→ **Given problem**
Report every line of the material below that contains the word "each", copying those lines in full.

Excerpts from point annotation data
****************

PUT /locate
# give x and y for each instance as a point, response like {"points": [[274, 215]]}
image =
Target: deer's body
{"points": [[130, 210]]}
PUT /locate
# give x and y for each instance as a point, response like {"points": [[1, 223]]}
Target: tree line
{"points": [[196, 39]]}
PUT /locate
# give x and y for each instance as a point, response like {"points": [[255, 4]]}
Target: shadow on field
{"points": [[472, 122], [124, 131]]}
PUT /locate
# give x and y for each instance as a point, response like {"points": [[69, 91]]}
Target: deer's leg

****************

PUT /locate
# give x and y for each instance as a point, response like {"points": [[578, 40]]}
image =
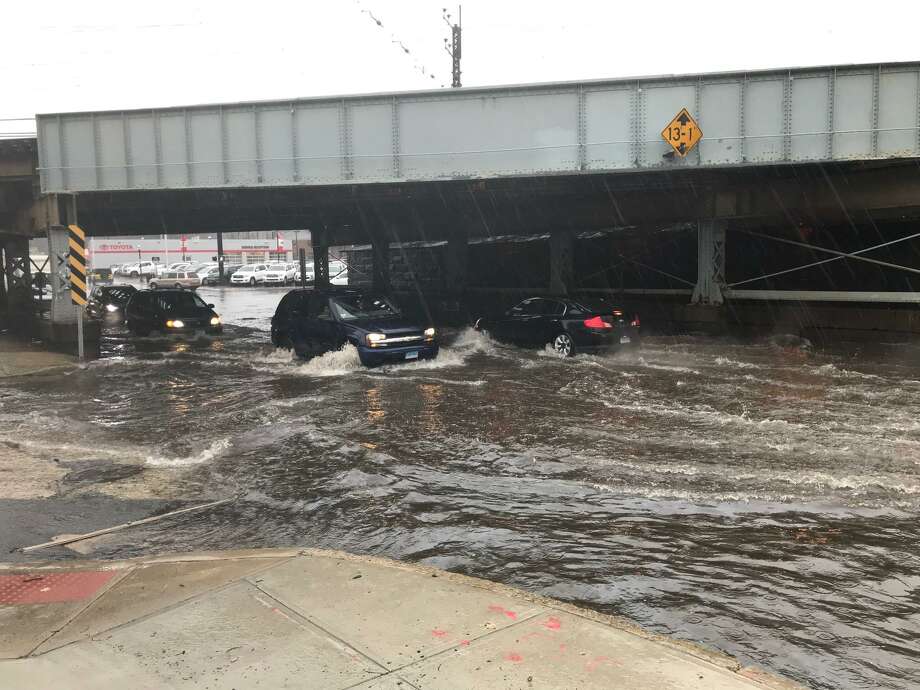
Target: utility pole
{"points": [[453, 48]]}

****************

→ **Expected output**
# give x and y for each instance as a point, response like {"points": [[274, 215]]}
# give x and y for each instance as a point, response like {"points": [[1, 223]]}
# give x and y for each instance as a point, response like {"points": [[255, 4]]}
# give x and y for each instance as a point, response like {"points": [[69, 91]]}
# give x and y for each instance as a point, response like {"points": [[578, 40]]}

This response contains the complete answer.